**Problem requirements:** Restate the records below word for word, and omit the images they hold.
Start of Data for processing
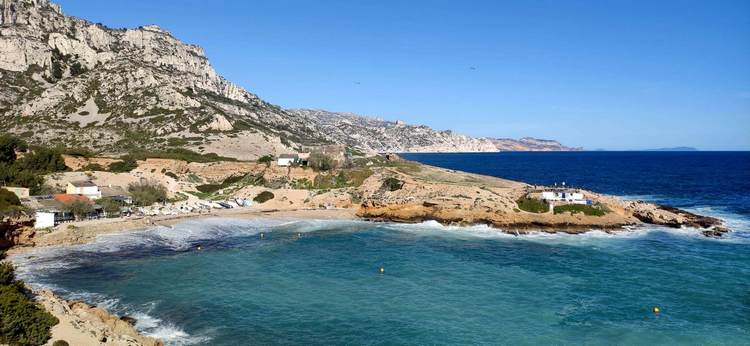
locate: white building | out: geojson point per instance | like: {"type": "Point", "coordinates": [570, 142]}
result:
{"type": "Point", "coordinates": [21, 192]}
{"type": "Point", "coordinates": [85, 188]}
{"type": "Point", "coordinates": [44, 219]}
{"type": "Point", "coordinates": [286, 160]}
{"type": "Point", "coordinates": [562, 195]}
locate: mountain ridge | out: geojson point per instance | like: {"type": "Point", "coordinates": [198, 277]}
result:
{"type": "Point", "coordinates": [70, 81]}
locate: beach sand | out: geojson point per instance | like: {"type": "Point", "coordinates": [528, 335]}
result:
{"type": "Point", "coordinates": [82, 324]}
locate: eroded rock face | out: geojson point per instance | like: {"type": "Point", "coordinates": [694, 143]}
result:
{"type": "Point", "coordinates": [146, 85]}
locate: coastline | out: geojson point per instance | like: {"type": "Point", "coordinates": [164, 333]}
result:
{"type": "Point", "coordinates": [81, 323]}
{"type": "Point", "coordinates": [84, 324]}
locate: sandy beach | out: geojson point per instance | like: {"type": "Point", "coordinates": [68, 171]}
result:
{"type": "Point", "coordinates": [83, 324]}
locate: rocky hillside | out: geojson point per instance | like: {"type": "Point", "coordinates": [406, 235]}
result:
{"type": "Point", "coordinates": [530, 144]}
{"type": "Point", "coordinates": [80, 83]}
{"type": "Point", "coordinates": [65, 80]}
{"type": "Point", "coordinates": [375, 134]}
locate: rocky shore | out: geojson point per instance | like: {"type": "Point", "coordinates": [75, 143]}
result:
{"type": "Point", "coordinates": [83, 324]}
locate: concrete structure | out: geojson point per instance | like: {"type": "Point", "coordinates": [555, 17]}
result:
{"type": "Point", "coordinates": [21, 192]}
{"type": "Point", "coordinates": [564, 195]}
{"type": "Point", "coordinates": [286, 160]}
{"type": "Point", "coordinates": [84, 188]}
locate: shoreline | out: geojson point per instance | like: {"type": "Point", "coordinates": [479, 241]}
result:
{"type": "Point", "coordinates": [85, 324]}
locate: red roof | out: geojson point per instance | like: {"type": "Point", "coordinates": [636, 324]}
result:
{"type": "Point", "coordinates": [67, 198]}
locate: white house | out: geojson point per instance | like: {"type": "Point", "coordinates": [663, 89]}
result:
{"type": "Point", "coordinates": [44, 219]}
{"type": "Point", "coordinates": [21, 192]}
{"type": "Point", "coordinates": [85, 188]}
{"type": "Point", "coordinates": [286, 160]}
{"type": "Point", "coordinates": [562, 195]}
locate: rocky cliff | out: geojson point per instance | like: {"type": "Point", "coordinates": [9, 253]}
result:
{"type": "Point", "coordinates": [529, 144]}
{"type": "Point", "coordinates": [65, 80]}
{"type": "Point", "coordinates": [376, 134]}
{"type": "Point", "coordinates": [80, 83]}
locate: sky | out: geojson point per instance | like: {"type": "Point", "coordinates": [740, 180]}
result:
{"type": "Point", "coordinates": [597, 74]}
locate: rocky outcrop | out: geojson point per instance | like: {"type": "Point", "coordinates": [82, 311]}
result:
{"type": "Point", "coordinates": [673, 217]}
{"type": "Point", "coordinates": [143, 84]}
{"type": "Point", "coordinates": [66, 80]}
{"type": "Point", "coordinates": [378, 135]}
{"type": "Point", "coordinates": [450, 197]}
{"type": "Point", "coordinates": [529, 144]}
{"type": "Point", "coordinates": [83, 324]}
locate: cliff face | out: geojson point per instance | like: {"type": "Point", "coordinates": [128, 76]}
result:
{"type": "Point", "coordinates": [530, 144]}
{"type": "Point", "coordinates": [64, 80]}
{"type": "Point", "coordinates": [68, 80]}
{"type": "Point", "coordinates": [373, 134]}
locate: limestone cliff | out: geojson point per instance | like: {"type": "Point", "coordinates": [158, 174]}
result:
{"type": "Point", "coordinates": [65, 80]}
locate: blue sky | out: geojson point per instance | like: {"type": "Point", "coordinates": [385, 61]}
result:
{"type": "Point", "coordinates": [597, 74]}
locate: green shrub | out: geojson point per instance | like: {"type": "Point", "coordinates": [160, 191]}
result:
{"type": "Point", "coordinates": [80, 209]}
{"type": "Point", "coordinates": [591, 210]}
{"type": "Point", "coordinates": [8, 200]}
{"type": "Point", "coordinates": [7, 273]}
{"type": "Point", "coordinates": [209, 188]}
{"type": "Point", "coordinates": [532, 205]}
{"type": "Point", "coordinates": [22, 322]}
{"type": "Point", "coordinates": [267, 159]}
{"type": "Point", "coordinates": [123, 166]}
{"type": "Point", "coordinates": [112, 207]}
{"type": "Point", "coordinates": [146, 193]}
{"type": "Point", "coordinates": [264, 197]}
{"type": "Point", "coordinates": [93, 167]}
{"type": "Point", "coordinates": [321, 162]}
{"type": "Point", "coordinates": [393, 184]}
End of Data for processing
**Full solution:**
locate: white building | out: geojson point per instance | like: {"type": "Point", "coordinates": [570, 142]}
result:
{"type": "Point", "coordinates": [21, 192]}
{"type": "Point", "coordinates": [85, 188]}
{"type": "Point", "coordinates": [44, 219]}
{"type": "Point", "coordinates": [286, 160]}
{"type": "Point", "coordinates": [562, 195]}
locate: mountain ridge | out: geojson point per instance | like: {"type": "Point", "coordinates": [198, 277]}
result:
{"type": "Point", "coordinates": [70, 81]}
locate: beach sand | out: geojson point per instance | like: {"type": "Point", "coordinates": [528, 335]}
result:
{"type": "Point", "coordinates": [82, 324]}
locate: eroded rock face | out: geojson point per instance | like: {"type": "Point", "coordinates": [694, 143]}
result:
{"type": "Point", "coordinates": [146, 85]}
locate: coastline | out: geojson point per instance | like: {"type": "Point", "coordinates": [164, 333]}
result:
{"type": "Point", "coordinates": [81, 323]}
{"type": "Point", "coordinates": [84, 324]}
locate: sandy beach | out: geojson point per instance | like: {"type": "Point", "coordinates": [68, 171]}
result:
{"type": "Point", "coordinates": [83, 324]}
locate: rocky hillside | out: geojson point per instance | like: {"type": "Point", "coordinates": [406, 235]}
result:
{"type": "Point", "coordinates": [530, 144]}
{"type": "Point", "coordinates": [80, 83]}
{"type": "Point", "coordinates": [65, 80]}
{"type": "Point", "coordinates": [375, 134]}
locate: rocky shore | out: geojson point per instance | like: {"type": "Point", "coordinates": [75, 143]}
result:
{"type": "Point", "coordinates": [83, 324]}
locate: concrete structure | out: geojson point per instance | like: {"type": "Point", "coordinates": [555, 17]}
result:
{"type": "Point", "coordinates": [21, 192]}
{"type": "Point", "coordinates": [564, 195]}
{"type": "Point", "coordinates": [286, 160]}
{"type": "Point", "coordinates": [84, 188]}
locate: shoreline | out: geojson point per instance | like: {"type": "Point", "coordinates": [479, 241]}
result:
{"type": "Point", "coordinates": [85, 324]}
locate: red roof | out: geojson point per instance | like: {"type": "Point", "coordinates": [636, 324]}
result:
{"type": "Point", "coordinates": [67, 198]}
locate: white house | out: geojson point per instance | like: {"type": "Point", "coordinates": [663, 89]}
result:
{"type": "Point", "coordinates": [44, 219]}
{"type": "Point", "coordinates": [21, 192]}
{"type": "Point", "coordinates": [85, 188]}
{"type": "Point", "coordinates": [286, 160]}
{"type": "Point", "coordinates": [562, 195]}
locate: rocky cliff | out: geojson point per instance | like: {"type": "Point", "coordinates": [9, 253]}
result:
{"type": "Point", "coordinates": [529, 144]}
{"type": "Point", "coordinates": [65, 80]}
{"type": "Point", "coordinates": [376, 134]}
{"type": "Point", "coordinates": [80, 83]}
locate: sky | out: geojson point per instance | like: {"type": "Point", "coordinates": [740, 180]}
result:
{"type": "Point", "coordinates": [597, 74]}
locate: rocky outcrop | out: geojson point per instance | like: {"type": "Point", "coordinates": [82, 311]}
result:
{"type": "Point", "coordinates": [673, 217]}
{"type": "Point", "coordinates": [143, 84]}
{"type": "Point", "coordinates": [66, 80]}
{"type": "Point", "coordinates": [378, 135]}
{"type": "Point", "coordinates": [450, 197]}
{"type": "Point", "coordinates": [529, 144]}
{"type": "Point", "coordinates": [83, 324]}
locate: cliff face | out: geojson point per instance | like: {"type": "Point", "coordinates": [128, 76]}
result:
{"type": "Point", "coordinates": [530, 144]}
{"type": "Point", "coordinates": [64, 80]}
{"type": "Point", "coordinates": [68, 80]}
{"type": "Point", "coordinates": [373, 134]}
locate: limestone cliff | out: geojson point per instance | like: {"type": "Point", "coordinates": [158, 174]}
result:
{"type": "Point", "coordinates": [65, 80]}
locate: blue sky | out: geojson point per instance | like: {"type": "Point", "coordinates": [385, 61]}
result:
{"type": "Point", "coordinates": [597, 74]}
locate: green shrub | out: geojson point per instance | like: {"type": "Point", "coordinates": [160, 191]}
result:
{"type": "Point", "coordinates": [80, 209]}
{"type": "Point", "coordinates": [591, 210]}
{"type": "Point", "coordinates": [8, 200]}
{"type": "Point", "coordinates": [7, 273]}
{"type": "Point", "coordinates": [209, 188]}
{"type": "Point", "coordinates": [532, 205]}
{"type": "Point", "coordinates": [22, 322]}
{"type": "Point", "coordinates": [267, 159]}
{"type": "Point", "coordinates": [123, 166]}
{"type": "Point", "coordinates": [112, 207]}
{"type": "Point", "coordinates": [146, 193]}
{"type": "Point", "coordinates": [264, 197]}
{"type": "Point", "coordinates": [93, 167]}
{"type": "Point", "coordinates": [321, 162]}
{"type": "Point", "coordinates": [393, 184]}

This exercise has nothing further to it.